*Trecho do documento:*
= = =
PURGATÓRIO
Canto XXI
Logo de início, Dante relaciona sua situação a dois episódios da
vida de Cristo, conforme os Evangelhos. Quanto ao primeiro, sua sede por
conhecimento (no caso imediato, para saber a razão do tremor na montanha do
Purgatório e do que motivou aquelas almas exclamarem em uníssono “Gloria in excelsis Deo”) só será
aplacada pela água “da qual a mulher/ de
Samaria pediu a graça” (/.../ onde la femminetta/ samaritana
domandò la grazia- v. 2-3). Esta é a graça divina, ou da revelação (1). Dante faz alusão aqui
ao encontro, relatado por S.João, da samaritana com Cristo junto a um poço, de
onde ela retirava água. Ele lhe falou de uma outra água, que satisfaria a sua
sede para sempre...
O segundo
episódio, descrito por S. Lucas, é o dos dois discípulos que, no caminho de
Emaús, encontram Cristo, após a ressurreição, e só vão saber quem é seu
acompanhante mais tarde. Essa alusão é feita a partir do v.7, quando os versos
mencionam que um espírito, atrás dos dois poetas, toma a iniciativa de lhes falar,
enquanto eles se deslocam pelo terraço atulhado de avarentos, cuidando para não
pisar nos que ali jazem (é interessante notar a habilidade de Dante nessa
passagem, pois ao associar a esse espírito que se dirige a eles a imagem insubstancial
de um homem – Cristo -- “após ter saído da sepulcral cova” (giù
surto fuor de la sepulcral buca- v. 9) -- evoca conotações que reforçam a atmosfera do Além desejada
pelo poeta).
Amos Nattini |
Após saudar aquela
sombra, que só vai se identificar mais adiante (no v.91), Virgílio lhe deseja o
melhor e lamenta a condição dele próprio, de seu “exílio” (dado que viveu no
tempo do paganismo, antes que Cristo abrisse as portas do Paraíso para os seres
humanos):
/.../ “Nel beato concilio
ti ponga in pace la verace corte
che me rilega ne l’etterno essilio.” (XXI, 16-18)
/.../
“No reino bem aventurado/ te ponha em paz a corte da verdade/ que me retém no
eterno exílio.”
= = =
*Tarefa proposta:* Dê prosseguimento ao comentário sobre o Canto XXI do Purgatório, começando logo após a última frase apresentada. As linhas seguintes formam um material à parte, independente do comentário.

*Material coletado:*
= = =
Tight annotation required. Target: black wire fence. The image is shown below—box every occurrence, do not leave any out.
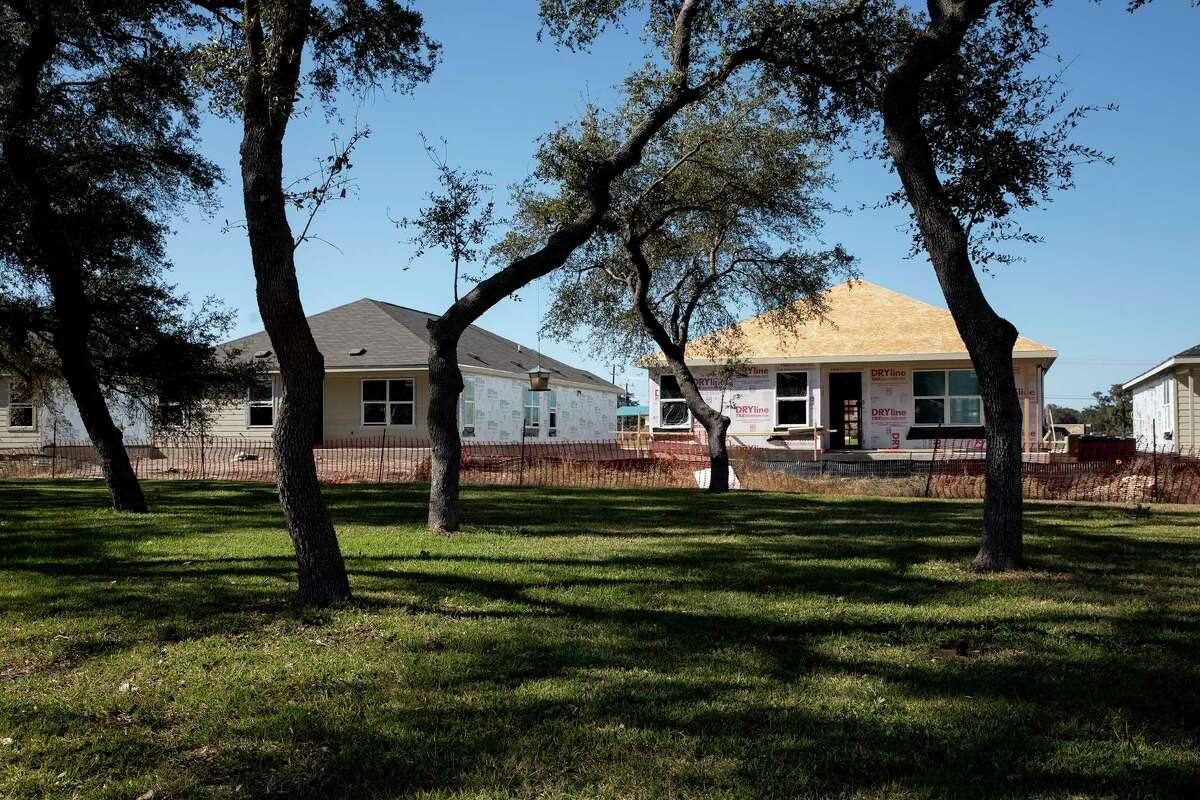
= = =
*Resultado da tarefa:*
O espírito se
admira por eles estarem ali, “se sois
sombras que Deus não julga dignas de subir” (se voi siete ombre che
Dio sù non degni- v. 20). Virgílio lhe explica então o privilégio que coube ao seu discípulo
ainda vivo de realizar aquela jornada (“este traz sinais na fronte feitos por um anjo”: /.../ segni/ che
questi porta e che l’angel profila- v. 22-23), e a sua convocação para guiá-lo “até o ponto que minha orientação puder
alcançar” (/.../ quanto ‘l potrà menar mia scola- v. 33). Apresenta então a
alegoria da roca, conforme os versos abaixo, que exploram mais uma vez o rico
filão da mitologia clássica:
Ma perché lei che dì e notte fila
non li avea tratta ancora la conocchia
che Cloto impone a ciascuno e compila,
l’anima sua, ch’ è tua e mia serocchia,
venendo sù, non potea venir sola,
però ch’al nostro modo non adocchia. (XXI, 25-30)
Mas
como aquela que fia dia e noite/ não lhe puxara ainda toda a estriga / que
Cloto enrola para cada um na roca,
a alma
dele, que é tua e minha irmã/ em sua ascensão, não podia vir só,/ pois não vê
do modo como nós vemos.
Assim, para
dizer que Dante ainda vive, que o fio da sua vida ainda não foi cortado, o
poeta evoca duas das três Parcas da mitologia: Cloto é quem prepara a estriga (ou
seja, a “Porção de linho que se põe duma vez na roca para fiar”) (2) e Laquesis
é “aquela que fia dia e noite” (v.25).
Não menciona Atropos, a que corta o fio, símbolo da vida, quando esta atinge a
extensão que nos foi reservada (3).
Virgílio na
sequência lhe pergunta o que Dante está muito curioso de saber, vale dizer a
razão do tremor do monte e da “Glória” gritada por todos. Dante então usa outra
metáfora, em que “fundo de agulha” indica
o ponto essencial da sua curiosidade:
Sì mi diè, dimandando, per la cruna
del mio disio, che pur con la speranza
si fece la mia sete men digiuna. (XXI, 37-39)
Assim
perguntando, ele passou o fio pelo fundo de agulha/ do meu desejo, de modo que
só com a esperança de saber/ minha sede se fez menos sentir.
Mas antes de
responder, o espírito lhe diz que, acima da escadinha de três degraus, ou do
degrau mais alto, “onde o vigário de
Pedro tem os pés” (dov’ ha ‘l vicario di Pietro le piante- v. 54) (esse representante de
S.Pedro, como vimos, é o anjo que guarda a entrada do Purgatório propriamente
dito), o monte não apresenta fenômenos da natureza com a mesma explicação
terrena (chuva, granizo, neve, relâmpagos, trovões etc ). Tal explicação é dada
pela teoria de Aristóteles, do vapor úmido e do vapor seco (este referido no v.
52), adotada aqui por Dante segundo Ciardi (4). Assim, de acordo com essa
teoria, o terremoto em nosso mundo seria causado pelo vapor seco subterrâneo, ou
“por vento que na terra se esconda” (ma per
vento che ‘n terra si nasconda- v. 56).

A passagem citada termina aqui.